Extracted records >>
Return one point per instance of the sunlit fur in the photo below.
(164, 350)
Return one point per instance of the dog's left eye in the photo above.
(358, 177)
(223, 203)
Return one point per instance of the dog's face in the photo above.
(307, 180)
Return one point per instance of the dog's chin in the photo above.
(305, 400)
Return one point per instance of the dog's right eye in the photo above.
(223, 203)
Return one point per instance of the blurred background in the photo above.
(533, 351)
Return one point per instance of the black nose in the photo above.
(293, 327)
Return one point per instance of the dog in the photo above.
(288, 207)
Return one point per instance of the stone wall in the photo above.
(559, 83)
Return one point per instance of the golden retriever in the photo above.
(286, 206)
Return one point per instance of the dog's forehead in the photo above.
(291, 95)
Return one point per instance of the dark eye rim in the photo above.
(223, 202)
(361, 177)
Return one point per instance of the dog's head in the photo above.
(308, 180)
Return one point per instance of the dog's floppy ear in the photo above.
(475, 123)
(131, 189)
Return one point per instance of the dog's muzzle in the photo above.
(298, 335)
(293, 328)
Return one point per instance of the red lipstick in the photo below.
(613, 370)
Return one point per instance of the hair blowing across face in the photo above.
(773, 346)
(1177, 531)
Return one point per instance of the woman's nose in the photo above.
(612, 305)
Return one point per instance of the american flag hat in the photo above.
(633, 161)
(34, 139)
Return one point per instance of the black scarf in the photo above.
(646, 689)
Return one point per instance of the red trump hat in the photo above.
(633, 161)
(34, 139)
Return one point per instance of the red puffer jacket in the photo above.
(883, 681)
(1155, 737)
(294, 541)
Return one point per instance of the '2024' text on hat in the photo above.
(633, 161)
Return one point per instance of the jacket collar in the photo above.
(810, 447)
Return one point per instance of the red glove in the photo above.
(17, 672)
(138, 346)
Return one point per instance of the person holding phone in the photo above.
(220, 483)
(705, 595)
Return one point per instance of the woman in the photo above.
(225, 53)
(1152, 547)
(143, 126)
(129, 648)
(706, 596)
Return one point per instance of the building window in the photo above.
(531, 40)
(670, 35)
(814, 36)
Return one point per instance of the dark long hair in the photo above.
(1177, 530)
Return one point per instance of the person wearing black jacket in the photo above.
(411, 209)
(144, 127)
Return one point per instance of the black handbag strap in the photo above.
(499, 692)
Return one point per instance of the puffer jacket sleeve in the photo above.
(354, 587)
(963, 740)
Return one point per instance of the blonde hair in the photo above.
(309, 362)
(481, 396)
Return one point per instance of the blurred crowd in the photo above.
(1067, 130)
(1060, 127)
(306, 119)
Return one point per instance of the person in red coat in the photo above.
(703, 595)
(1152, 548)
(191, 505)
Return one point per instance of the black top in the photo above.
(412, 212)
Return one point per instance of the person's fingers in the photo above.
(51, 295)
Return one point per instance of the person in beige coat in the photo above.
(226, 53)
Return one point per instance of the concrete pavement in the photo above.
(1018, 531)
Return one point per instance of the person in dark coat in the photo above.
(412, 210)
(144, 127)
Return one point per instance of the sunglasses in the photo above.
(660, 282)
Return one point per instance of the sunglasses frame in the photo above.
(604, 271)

To do >>
Starting with the line that contains "Return one point per instance of the sunglasses frame" and going on through the last of the entries above, turn those lines into a numbered list, leaving out any blank lines.

Complete answer >>
1. Return one point per instance of the sunglasses frame in the photo above.
2. (604, 271)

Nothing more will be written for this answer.